* [TASK GOAL]
Every line containing the string "napkin" is to be copied from the records.

* [MATERIAL SUPPLIED]
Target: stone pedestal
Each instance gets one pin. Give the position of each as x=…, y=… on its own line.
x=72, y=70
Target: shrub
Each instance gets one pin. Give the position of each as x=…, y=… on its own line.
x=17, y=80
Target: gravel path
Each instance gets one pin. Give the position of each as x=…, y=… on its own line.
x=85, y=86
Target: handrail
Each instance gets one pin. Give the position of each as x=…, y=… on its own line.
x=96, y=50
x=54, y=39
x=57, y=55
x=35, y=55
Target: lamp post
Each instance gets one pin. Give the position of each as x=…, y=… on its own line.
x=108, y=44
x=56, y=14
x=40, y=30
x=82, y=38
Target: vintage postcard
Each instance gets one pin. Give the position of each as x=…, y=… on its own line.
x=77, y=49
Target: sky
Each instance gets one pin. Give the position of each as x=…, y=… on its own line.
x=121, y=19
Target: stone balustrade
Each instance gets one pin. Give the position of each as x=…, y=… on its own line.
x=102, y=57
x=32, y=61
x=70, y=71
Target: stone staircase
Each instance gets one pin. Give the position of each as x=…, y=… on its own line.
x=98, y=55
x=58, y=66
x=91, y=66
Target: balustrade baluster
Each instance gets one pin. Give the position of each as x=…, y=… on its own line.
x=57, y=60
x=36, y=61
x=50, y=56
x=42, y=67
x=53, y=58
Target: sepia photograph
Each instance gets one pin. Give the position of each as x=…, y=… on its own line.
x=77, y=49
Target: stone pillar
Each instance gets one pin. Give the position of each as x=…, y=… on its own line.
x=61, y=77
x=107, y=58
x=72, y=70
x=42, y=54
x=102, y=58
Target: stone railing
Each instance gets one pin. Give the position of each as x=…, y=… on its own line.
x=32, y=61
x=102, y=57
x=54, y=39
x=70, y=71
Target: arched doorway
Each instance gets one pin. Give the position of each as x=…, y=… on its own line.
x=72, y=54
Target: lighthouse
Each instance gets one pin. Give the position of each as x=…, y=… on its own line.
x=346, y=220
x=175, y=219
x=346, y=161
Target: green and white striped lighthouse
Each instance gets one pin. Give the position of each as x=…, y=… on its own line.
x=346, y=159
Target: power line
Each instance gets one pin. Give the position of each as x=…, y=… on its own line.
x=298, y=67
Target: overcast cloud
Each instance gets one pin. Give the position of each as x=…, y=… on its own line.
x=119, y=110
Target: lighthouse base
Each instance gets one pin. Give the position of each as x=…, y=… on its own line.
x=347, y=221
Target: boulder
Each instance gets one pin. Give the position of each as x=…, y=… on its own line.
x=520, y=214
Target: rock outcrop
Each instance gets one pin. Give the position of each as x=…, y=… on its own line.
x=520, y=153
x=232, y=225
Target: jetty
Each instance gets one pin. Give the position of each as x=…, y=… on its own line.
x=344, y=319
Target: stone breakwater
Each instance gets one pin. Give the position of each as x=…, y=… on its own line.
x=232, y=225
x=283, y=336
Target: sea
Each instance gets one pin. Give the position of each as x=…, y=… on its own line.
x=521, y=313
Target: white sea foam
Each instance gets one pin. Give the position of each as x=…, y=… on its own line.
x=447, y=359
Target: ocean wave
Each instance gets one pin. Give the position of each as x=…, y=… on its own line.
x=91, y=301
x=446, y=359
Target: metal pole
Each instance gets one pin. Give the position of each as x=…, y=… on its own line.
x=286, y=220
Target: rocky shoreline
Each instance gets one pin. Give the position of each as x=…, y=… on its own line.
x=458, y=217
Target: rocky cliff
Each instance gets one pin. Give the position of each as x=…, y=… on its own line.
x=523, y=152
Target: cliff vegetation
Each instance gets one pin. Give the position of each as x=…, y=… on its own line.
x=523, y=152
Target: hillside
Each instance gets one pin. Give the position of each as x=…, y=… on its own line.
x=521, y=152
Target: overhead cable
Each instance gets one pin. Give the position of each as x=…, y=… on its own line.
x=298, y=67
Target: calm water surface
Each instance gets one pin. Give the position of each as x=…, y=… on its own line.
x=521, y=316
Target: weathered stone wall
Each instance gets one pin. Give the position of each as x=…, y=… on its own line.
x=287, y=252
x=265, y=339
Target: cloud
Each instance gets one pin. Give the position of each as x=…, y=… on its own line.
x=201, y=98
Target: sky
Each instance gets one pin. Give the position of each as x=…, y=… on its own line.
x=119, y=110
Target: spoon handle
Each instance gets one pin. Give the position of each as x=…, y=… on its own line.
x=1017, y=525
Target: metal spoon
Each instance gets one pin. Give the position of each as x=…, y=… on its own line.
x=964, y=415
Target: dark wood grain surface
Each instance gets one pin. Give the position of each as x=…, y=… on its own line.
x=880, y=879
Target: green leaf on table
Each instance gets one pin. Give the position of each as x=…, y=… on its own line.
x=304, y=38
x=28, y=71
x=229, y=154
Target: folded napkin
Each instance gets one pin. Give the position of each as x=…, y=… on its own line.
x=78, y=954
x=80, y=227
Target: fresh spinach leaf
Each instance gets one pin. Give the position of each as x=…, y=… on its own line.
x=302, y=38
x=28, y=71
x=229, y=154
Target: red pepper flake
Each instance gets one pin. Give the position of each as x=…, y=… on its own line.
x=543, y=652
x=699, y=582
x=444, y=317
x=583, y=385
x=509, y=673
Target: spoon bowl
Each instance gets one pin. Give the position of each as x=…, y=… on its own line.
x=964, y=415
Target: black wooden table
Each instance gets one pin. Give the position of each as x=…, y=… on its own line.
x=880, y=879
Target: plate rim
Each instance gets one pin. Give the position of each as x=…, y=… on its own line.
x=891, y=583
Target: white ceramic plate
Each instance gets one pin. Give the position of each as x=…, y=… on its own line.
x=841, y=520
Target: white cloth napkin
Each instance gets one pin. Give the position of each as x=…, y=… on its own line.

* [RESULT FOR THIS EXERCISE]
Target: folded napkin
Target: white cloth napkin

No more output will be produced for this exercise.